__BARIS DATA__.
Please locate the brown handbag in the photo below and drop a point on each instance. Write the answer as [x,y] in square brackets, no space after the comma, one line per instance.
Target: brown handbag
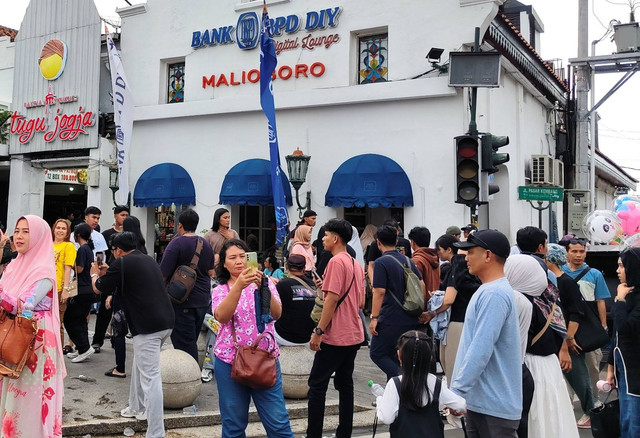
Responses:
[17,342]
[253,366]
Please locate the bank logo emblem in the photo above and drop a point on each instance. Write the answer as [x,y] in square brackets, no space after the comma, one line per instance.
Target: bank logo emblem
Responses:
[248,30]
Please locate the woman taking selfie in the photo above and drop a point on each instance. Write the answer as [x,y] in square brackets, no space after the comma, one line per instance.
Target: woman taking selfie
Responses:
[31,406]
[78,307]
[64,256]
[234,306]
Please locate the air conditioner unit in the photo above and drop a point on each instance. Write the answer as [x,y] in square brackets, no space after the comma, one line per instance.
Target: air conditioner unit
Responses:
[558,173]
[542,169]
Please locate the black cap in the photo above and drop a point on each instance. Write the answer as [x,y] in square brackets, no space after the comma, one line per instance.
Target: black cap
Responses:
[493,240]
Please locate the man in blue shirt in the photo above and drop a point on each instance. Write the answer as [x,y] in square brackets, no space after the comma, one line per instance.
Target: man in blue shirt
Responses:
[594,290]
[488,369]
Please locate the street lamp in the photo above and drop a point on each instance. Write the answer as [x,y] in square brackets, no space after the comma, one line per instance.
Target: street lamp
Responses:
[297,166]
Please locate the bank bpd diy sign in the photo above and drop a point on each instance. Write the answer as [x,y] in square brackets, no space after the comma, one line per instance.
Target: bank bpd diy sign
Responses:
[56,124]
[246,34]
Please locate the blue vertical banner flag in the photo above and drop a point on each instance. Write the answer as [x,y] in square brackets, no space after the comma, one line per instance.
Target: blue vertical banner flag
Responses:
[268,62]
[123,118]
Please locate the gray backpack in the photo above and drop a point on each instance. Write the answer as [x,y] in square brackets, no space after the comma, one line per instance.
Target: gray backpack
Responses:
[413,297]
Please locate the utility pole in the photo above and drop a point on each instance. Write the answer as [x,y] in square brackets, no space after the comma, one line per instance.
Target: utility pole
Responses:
[583,77]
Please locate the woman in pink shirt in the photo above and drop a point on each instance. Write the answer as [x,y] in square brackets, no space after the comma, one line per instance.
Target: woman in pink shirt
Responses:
[302,246]
[233,305]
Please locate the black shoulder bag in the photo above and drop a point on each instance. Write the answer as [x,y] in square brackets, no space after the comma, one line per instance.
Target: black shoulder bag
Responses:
[590,335]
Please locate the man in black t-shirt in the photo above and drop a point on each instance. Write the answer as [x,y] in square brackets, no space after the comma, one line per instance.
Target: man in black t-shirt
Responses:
[298,295]
[389,320]
[120,213]
[136,278]
[190,314]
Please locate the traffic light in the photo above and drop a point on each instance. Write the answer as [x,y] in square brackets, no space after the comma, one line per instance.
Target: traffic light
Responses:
[490,156]
[467,169]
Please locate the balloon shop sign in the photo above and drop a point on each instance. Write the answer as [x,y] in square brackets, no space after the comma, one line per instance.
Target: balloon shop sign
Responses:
[55,124]
[67,176]
[246,32]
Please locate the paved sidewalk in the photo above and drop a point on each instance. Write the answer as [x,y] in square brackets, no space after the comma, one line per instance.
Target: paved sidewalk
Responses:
[93,401]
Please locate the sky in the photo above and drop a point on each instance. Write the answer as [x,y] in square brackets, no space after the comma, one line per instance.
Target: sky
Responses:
[619,131]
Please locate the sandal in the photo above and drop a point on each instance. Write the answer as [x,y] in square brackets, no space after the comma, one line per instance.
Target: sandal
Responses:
[111,373]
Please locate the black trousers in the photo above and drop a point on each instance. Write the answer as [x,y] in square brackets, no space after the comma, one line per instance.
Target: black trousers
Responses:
[75,320]
[187,328]
[328,360]
[528,387]
[103,318]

__ARAHAN TUGAS__. Tolong kembalikan tanpa perubahan semua baris mulai dari baris yang memuat "Please locate the black trousers" sampai baris terakhir item di atas, termasuk kedua ujungnya.

__JAWABAN BERIKUT__.
Please locate the black trousers in the photo above and drop a point on each instance. Write the answer as [x,y] in square brackets, no space after the comma, one line per instance.
Target: black trousers
Responses:
[75,320]
[187,328]
[328,360]
[528,387]
[103,318]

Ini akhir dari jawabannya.